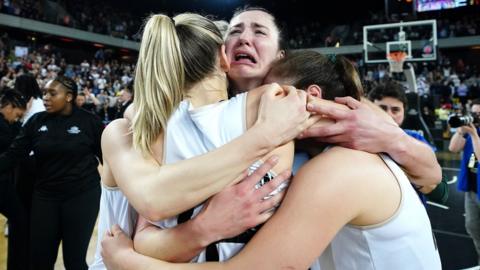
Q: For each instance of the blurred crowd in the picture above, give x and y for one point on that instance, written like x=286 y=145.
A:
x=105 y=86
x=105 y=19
§ §
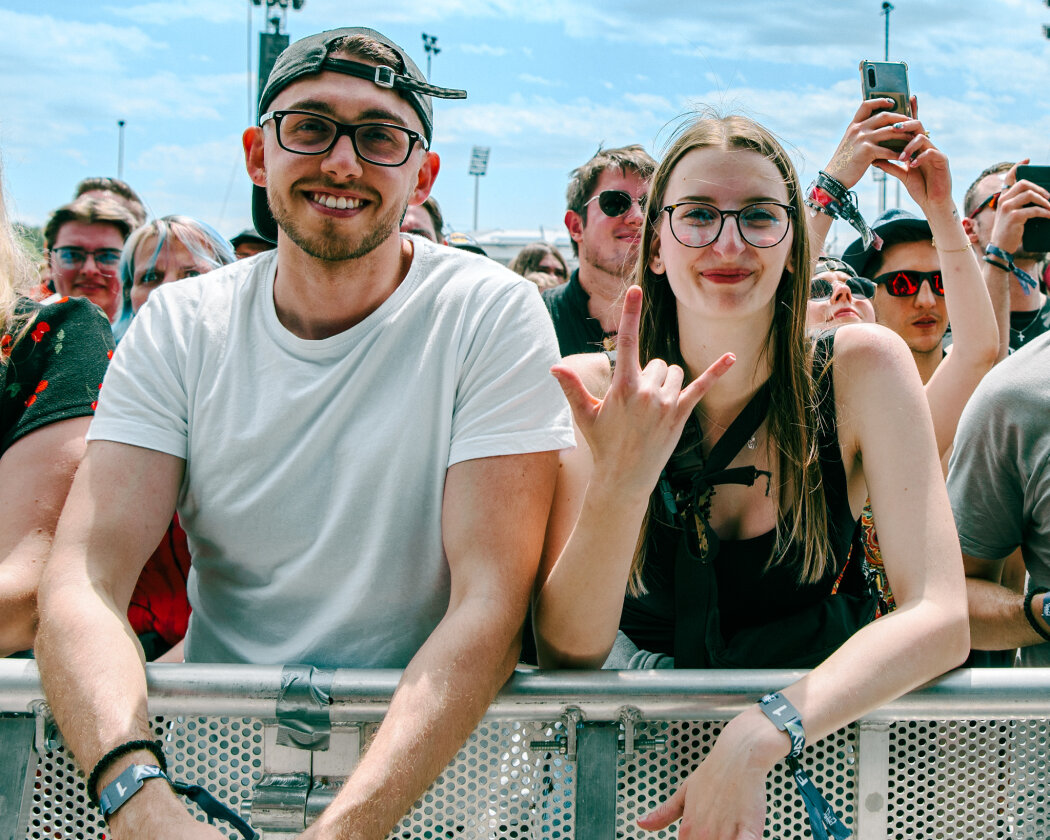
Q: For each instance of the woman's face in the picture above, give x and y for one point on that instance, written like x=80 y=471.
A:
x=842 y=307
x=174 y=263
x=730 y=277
§ §
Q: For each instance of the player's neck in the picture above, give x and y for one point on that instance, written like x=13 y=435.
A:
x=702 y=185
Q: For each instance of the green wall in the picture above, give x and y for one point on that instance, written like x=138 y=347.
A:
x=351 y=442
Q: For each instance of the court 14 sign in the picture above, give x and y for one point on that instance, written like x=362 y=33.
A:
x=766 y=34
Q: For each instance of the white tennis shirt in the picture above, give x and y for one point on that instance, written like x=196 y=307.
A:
§ §
• [Task details]: Please pull out each line in the records above that contains the word "blurred". Case matters.

• [Solution to the exercise]:
Q: For each instance of the blurred crowd in the picture above, give x and y for one point on that instance, written like x=286 y=145.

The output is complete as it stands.